Problem to solve = Print every entry below verbatim, leaving the pictures out.

Dataset extract =
--*--
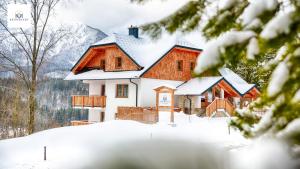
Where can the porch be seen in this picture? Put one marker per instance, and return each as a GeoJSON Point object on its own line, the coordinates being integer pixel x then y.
{"type": "Point", "coordinates": [88, 101]}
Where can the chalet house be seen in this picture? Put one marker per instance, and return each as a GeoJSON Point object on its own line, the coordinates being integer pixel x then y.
{"type": "Point", "coordinates": [123, 70]}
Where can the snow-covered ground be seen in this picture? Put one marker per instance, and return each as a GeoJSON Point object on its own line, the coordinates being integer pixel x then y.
{"type": "Point", "coordinates": [76, 146]}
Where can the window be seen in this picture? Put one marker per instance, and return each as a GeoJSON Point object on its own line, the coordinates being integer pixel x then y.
{"type": "Point", "coordinates": [122, 91]}
{"type": "Point", "coordinates": [192, 66]}
{"type": "Point", "coordinates": [102, 64]}
{"type": "Point", "coordinates": [179, 65]}
{"type": "Point", "coordinates": [118, 62]}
--*--
The output =
Where can the porch be seen in this picture? Put one marker per instance, and return each as a GeoJSON Point object on its own line, the coordinates being integer pixel x then y.
{"type": "Point", "coordinates": [88, 101]}
Where can the chalet house be seen in this picture? Put one marker per instance, and return each as a GeoJSON Point object on its own line, the coordinates being integer pixel x then y.
{"type": "Point", "coordinates": [123, 70]}
Where can the snow-covered ground be seen in this picture? Put one marker per instance, and return each as a GeoJSON Point object on its own line, the coordinates being integer pixel x then y.
{"type": "Point", "coordinates": [76, 146]}
Where can the window be seen in this picture? Put one marker per instance, and return each as a GeoJSON Point object on its own line, the coordinates being integer pixel x then y.
{"type": "Point", "coordinates": [122, 91]}
{"type": "Point", "coordinates": [192, 66]}
{"type": "Point", "coordinates": [102, 64]}
{"type": "Point", "coordinates": [179, 65]}
{"type": "Point", "coordinates": [118, 62]}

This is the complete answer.